Throughout the records below, find each line holding "woman" and copy it.

■ ■ ■ ■ ■

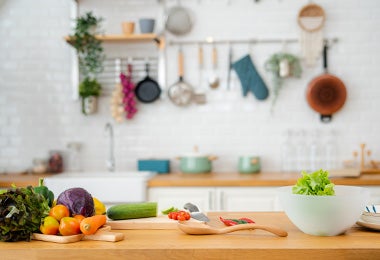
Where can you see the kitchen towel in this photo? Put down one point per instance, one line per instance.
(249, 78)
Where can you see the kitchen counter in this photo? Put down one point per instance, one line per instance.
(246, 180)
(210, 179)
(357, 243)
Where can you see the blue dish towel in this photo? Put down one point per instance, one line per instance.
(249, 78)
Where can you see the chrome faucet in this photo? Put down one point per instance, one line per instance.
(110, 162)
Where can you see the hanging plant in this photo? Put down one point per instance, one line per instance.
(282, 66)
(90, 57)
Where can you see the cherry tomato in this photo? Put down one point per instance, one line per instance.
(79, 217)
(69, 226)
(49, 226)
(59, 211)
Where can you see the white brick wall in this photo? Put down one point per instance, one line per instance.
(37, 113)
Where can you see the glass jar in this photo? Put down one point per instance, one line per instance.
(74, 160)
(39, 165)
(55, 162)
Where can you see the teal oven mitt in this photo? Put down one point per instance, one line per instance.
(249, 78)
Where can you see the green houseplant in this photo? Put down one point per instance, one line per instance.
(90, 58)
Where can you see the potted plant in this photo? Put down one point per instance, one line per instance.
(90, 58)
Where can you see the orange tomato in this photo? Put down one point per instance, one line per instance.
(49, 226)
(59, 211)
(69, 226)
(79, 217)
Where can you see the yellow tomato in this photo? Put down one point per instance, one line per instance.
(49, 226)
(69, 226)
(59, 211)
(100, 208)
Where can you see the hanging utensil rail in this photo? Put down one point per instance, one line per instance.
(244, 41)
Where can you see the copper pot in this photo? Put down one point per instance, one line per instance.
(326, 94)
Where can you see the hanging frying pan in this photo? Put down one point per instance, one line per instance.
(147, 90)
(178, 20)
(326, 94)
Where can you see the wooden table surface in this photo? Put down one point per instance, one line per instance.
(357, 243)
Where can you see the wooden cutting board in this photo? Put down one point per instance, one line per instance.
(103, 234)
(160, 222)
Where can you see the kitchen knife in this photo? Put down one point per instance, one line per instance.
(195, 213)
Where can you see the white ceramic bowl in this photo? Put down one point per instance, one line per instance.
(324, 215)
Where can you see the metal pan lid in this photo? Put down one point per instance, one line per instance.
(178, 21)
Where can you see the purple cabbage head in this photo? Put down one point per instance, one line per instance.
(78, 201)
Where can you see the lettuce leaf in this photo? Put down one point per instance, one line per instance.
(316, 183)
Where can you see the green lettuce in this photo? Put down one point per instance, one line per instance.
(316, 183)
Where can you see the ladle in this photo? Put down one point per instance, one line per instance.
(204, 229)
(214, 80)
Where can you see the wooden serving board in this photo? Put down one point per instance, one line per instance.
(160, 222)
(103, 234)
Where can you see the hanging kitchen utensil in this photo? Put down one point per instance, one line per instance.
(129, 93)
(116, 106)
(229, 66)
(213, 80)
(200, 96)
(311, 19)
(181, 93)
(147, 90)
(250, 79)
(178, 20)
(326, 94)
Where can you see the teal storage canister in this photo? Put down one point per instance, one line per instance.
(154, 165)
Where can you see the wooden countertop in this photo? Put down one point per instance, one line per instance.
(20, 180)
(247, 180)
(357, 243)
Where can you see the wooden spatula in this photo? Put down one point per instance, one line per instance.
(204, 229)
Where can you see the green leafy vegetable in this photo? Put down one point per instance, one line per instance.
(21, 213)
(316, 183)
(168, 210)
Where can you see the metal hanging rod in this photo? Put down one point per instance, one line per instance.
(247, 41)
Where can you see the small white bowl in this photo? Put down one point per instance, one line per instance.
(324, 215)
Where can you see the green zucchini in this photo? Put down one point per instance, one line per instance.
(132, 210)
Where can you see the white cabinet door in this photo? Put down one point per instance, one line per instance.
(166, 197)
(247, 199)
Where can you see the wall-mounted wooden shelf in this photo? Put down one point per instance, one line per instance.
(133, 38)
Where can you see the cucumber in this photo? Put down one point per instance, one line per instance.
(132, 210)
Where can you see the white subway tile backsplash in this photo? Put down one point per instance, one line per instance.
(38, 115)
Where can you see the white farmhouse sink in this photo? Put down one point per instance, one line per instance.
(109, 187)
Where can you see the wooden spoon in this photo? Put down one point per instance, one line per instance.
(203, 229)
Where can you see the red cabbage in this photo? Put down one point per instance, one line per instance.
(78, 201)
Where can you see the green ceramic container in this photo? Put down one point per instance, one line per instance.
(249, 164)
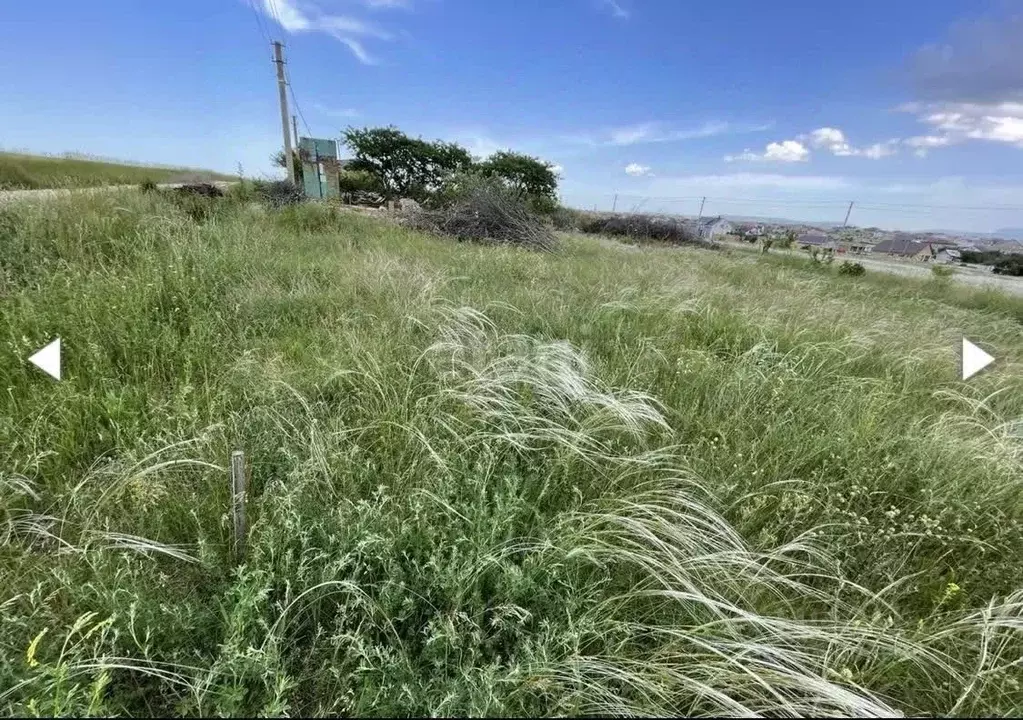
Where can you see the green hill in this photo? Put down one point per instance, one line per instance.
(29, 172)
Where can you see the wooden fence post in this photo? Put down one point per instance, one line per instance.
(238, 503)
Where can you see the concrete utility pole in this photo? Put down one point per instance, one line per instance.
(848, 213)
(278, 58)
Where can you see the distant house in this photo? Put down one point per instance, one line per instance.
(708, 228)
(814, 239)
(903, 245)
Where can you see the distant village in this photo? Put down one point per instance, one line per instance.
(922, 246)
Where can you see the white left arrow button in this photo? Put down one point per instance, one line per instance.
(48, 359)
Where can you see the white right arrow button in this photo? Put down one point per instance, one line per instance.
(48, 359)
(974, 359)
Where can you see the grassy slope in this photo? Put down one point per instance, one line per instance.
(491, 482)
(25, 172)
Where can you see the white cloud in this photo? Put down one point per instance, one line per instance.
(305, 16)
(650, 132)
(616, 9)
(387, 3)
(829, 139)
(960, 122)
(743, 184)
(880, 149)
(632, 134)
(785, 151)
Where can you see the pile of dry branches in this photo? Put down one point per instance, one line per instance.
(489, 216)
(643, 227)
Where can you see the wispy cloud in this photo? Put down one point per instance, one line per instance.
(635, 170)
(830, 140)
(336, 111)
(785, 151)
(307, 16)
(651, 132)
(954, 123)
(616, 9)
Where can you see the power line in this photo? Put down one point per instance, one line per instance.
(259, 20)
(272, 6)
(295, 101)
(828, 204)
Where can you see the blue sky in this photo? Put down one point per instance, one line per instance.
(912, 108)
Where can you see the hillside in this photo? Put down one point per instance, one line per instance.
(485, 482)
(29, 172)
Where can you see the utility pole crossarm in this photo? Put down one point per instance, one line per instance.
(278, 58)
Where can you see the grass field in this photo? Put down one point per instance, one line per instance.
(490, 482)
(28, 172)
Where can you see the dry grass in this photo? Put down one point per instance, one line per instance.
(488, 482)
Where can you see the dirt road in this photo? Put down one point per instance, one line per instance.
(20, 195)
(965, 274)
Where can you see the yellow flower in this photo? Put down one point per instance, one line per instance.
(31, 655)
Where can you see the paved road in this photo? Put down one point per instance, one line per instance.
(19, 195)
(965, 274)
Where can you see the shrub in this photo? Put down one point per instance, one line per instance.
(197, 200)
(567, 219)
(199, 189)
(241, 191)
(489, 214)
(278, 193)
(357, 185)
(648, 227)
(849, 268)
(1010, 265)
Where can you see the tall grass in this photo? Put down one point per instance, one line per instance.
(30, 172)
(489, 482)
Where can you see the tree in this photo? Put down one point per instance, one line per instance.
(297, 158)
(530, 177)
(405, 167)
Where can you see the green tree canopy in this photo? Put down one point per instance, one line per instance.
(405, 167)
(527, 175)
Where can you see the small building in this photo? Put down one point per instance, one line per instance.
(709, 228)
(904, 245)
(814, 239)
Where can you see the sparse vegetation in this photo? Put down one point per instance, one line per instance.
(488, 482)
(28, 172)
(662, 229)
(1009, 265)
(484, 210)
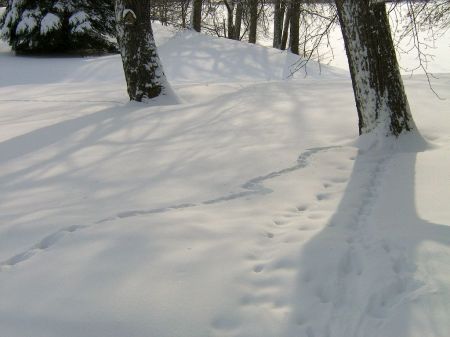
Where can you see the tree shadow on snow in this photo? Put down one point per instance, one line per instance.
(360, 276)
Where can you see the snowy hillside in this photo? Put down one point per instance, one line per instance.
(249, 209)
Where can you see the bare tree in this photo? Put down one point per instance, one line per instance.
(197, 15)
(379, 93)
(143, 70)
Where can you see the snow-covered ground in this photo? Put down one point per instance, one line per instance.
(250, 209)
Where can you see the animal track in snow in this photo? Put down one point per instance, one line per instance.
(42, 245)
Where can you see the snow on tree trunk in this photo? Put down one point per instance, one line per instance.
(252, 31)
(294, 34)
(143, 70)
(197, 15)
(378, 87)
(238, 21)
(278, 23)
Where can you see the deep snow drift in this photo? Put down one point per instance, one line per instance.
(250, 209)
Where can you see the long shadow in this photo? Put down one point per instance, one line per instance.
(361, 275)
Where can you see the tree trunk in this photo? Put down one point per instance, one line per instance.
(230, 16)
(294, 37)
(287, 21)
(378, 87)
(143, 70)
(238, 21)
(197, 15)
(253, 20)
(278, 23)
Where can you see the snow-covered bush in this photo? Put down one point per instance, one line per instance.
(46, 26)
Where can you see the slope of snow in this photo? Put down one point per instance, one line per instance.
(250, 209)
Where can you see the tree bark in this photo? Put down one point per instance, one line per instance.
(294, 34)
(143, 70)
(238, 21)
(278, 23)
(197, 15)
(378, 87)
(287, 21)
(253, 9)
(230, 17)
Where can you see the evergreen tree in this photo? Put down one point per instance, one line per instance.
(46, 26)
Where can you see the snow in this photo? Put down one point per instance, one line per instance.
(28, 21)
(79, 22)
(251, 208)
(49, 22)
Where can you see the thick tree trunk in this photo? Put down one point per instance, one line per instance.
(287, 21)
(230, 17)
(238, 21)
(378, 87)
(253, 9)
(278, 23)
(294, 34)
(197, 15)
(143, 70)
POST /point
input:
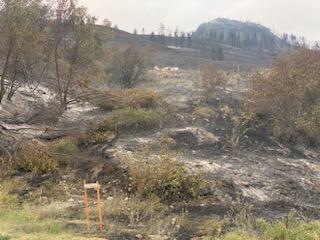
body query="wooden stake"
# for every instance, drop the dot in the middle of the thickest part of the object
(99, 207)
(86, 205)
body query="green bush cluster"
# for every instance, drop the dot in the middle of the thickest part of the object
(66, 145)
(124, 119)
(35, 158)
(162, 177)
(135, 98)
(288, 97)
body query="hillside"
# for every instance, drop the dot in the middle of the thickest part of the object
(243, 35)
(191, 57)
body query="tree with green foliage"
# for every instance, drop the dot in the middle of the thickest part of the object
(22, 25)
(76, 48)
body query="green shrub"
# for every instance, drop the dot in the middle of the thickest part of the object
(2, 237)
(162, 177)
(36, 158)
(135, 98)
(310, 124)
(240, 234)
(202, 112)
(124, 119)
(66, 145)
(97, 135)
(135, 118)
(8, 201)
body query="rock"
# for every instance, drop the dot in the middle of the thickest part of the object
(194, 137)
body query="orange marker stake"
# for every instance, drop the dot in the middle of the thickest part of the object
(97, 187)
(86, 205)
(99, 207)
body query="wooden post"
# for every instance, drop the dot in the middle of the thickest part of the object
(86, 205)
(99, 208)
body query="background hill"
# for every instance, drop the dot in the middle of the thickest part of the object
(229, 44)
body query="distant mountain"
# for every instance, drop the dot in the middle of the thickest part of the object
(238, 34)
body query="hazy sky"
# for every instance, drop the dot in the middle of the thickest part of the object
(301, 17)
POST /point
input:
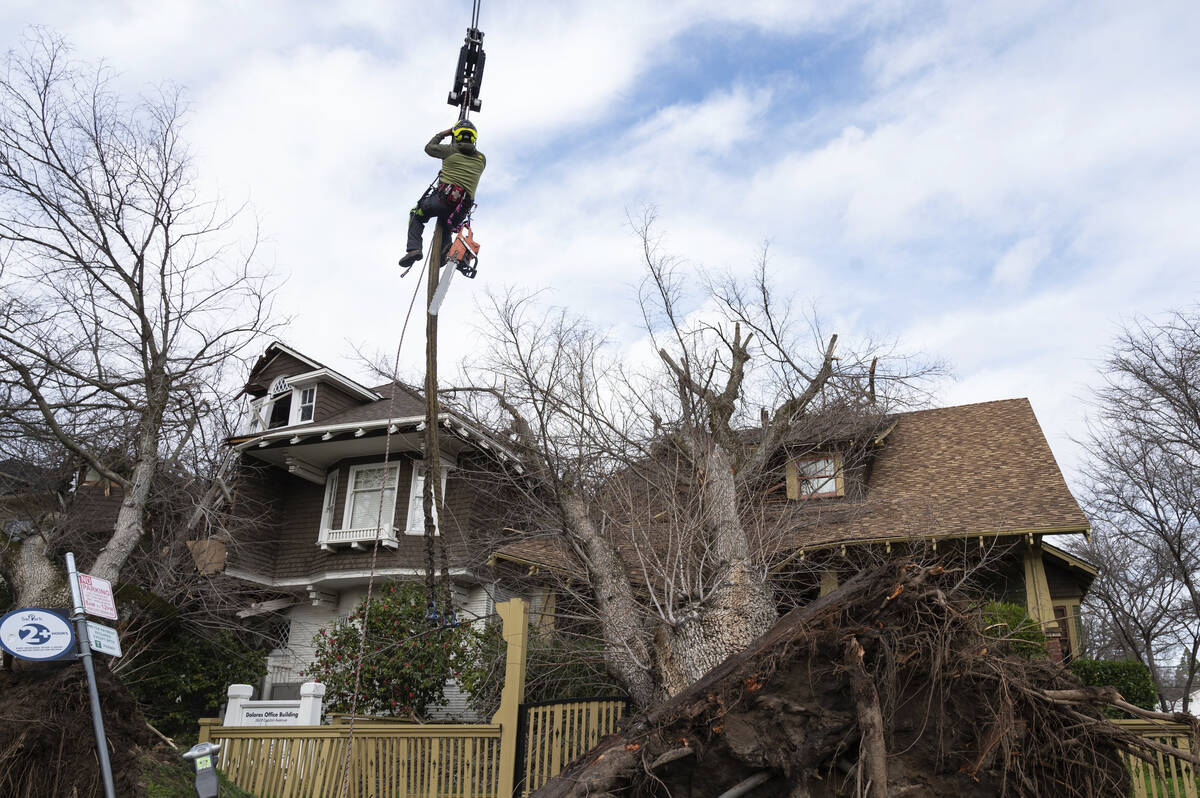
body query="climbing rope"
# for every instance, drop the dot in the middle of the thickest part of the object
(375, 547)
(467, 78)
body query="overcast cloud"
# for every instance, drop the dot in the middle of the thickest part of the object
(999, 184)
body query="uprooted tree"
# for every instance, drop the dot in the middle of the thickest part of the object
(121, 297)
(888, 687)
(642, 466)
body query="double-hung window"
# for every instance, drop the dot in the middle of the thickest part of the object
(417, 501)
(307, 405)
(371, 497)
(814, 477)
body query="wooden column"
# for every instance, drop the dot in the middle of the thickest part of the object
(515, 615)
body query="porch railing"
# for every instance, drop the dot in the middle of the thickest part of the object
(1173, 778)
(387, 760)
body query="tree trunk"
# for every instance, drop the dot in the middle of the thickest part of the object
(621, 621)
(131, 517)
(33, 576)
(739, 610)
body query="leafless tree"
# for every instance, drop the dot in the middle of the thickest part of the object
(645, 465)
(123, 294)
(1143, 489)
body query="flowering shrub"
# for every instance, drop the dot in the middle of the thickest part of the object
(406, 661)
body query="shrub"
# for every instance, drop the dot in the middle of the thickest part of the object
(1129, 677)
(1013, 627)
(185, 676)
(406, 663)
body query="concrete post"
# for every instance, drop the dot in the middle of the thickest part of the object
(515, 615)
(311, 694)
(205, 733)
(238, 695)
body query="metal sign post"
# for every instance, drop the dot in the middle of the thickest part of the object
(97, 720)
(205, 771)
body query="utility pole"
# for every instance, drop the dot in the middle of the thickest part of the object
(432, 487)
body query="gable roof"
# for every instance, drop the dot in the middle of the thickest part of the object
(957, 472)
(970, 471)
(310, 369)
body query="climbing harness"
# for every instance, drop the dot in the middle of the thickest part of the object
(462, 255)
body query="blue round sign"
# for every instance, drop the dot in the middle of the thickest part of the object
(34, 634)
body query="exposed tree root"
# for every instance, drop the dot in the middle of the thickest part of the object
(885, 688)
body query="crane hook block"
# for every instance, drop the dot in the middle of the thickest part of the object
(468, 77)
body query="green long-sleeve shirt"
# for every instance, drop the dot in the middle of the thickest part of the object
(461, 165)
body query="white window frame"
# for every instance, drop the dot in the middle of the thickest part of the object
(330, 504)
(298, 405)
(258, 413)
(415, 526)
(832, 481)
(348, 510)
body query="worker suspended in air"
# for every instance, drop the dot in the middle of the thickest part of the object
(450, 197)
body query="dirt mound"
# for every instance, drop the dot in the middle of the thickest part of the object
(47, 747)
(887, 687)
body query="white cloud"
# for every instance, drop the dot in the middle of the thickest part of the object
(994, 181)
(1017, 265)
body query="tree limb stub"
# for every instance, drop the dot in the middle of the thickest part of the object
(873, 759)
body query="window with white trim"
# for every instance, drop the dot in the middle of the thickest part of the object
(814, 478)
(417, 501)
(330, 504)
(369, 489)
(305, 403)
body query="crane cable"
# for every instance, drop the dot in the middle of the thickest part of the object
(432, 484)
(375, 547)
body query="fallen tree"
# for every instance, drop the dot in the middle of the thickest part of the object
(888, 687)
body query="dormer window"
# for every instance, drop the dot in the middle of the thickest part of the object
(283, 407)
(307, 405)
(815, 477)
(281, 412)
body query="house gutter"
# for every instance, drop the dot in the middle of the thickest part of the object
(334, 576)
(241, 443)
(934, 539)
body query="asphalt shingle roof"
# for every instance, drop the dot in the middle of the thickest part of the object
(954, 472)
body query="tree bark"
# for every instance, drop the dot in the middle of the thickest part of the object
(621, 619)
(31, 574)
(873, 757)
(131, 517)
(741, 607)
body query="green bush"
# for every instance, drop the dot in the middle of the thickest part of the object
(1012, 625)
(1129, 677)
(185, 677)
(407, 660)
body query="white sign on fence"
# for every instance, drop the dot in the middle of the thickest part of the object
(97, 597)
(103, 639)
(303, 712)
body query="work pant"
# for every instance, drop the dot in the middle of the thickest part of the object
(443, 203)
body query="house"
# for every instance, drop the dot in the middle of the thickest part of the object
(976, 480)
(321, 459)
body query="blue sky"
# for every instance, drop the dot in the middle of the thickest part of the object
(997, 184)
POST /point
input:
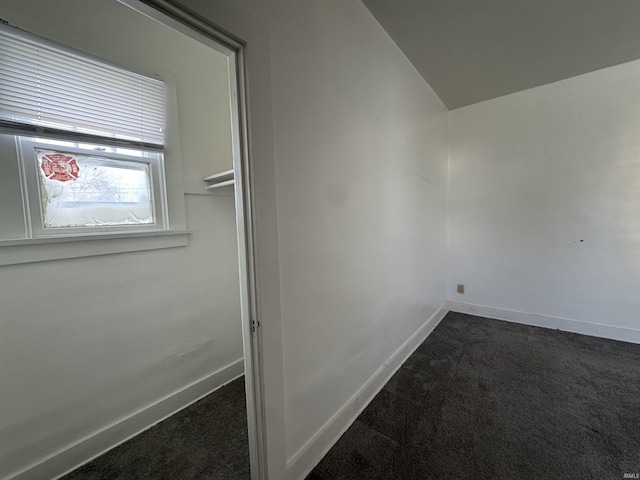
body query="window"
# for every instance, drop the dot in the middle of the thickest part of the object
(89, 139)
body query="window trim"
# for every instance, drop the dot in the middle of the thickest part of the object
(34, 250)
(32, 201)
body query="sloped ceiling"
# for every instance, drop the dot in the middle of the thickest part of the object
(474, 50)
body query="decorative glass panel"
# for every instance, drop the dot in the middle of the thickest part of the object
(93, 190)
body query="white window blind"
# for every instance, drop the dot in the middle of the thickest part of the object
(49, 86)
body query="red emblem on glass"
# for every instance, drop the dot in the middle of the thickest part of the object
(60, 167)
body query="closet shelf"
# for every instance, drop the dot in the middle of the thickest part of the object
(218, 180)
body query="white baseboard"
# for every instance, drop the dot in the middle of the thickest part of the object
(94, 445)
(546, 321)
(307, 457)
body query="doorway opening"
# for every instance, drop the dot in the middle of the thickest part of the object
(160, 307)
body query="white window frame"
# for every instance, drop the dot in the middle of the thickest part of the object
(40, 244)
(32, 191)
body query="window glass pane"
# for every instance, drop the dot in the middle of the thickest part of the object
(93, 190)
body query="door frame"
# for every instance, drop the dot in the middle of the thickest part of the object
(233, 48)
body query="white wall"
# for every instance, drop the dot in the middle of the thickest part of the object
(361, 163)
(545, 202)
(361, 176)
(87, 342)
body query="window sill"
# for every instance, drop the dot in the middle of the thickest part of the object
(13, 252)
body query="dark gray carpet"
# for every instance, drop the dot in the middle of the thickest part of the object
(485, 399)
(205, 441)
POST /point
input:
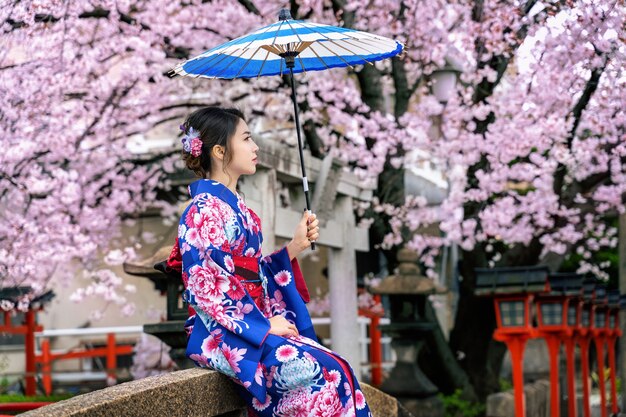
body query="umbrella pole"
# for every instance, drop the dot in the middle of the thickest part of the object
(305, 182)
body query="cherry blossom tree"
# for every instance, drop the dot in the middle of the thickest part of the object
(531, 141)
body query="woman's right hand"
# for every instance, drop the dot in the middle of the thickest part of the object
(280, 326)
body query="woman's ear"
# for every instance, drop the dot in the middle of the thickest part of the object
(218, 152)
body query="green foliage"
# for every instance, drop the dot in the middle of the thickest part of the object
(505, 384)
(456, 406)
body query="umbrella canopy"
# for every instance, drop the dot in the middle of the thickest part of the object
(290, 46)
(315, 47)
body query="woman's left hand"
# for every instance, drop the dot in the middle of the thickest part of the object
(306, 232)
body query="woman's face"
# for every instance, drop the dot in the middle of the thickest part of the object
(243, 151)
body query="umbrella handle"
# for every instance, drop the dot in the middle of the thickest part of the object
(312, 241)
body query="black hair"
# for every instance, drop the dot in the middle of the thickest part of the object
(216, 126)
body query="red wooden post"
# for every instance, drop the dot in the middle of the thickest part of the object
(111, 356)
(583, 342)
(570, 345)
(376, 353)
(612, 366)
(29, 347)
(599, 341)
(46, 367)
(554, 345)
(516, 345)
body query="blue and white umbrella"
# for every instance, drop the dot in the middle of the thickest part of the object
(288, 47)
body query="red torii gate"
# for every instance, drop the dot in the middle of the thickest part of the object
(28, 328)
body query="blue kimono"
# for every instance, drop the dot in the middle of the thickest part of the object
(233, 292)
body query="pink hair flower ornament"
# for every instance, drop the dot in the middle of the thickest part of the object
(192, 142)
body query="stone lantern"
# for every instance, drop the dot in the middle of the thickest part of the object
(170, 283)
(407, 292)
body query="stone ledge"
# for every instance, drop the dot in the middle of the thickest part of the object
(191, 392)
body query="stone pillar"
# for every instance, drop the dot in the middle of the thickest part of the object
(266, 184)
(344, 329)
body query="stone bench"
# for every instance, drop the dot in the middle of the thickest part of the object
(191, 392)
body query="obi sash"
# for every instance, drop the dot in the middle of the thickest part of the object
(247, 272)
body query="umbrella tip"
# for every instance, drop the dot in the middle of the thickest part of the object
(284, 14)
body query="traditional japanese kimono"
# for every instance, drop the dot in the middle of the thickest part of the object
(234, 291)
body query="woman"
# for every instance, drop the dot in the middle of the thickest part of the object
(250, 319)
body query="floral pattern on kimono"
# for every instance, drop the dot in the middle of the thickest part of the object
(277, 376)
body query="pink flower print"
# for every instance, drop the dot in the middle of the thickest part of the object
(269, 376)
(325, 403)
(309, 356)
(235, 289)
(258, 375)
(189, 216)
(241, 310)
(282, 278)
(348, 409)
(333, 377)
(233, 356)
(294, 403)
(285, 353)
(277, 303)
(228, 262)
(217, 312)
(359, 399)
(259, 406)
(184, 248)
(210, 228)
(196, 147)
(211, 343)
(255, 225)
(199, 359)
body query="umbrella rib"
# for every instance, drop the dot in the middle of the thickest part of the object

■ ■ ■ ■ ■

- Response -
body query="woman's right hand"
body query="woman's ear"
body query="woman's left hand"
body query="woman's face"
body query="woman"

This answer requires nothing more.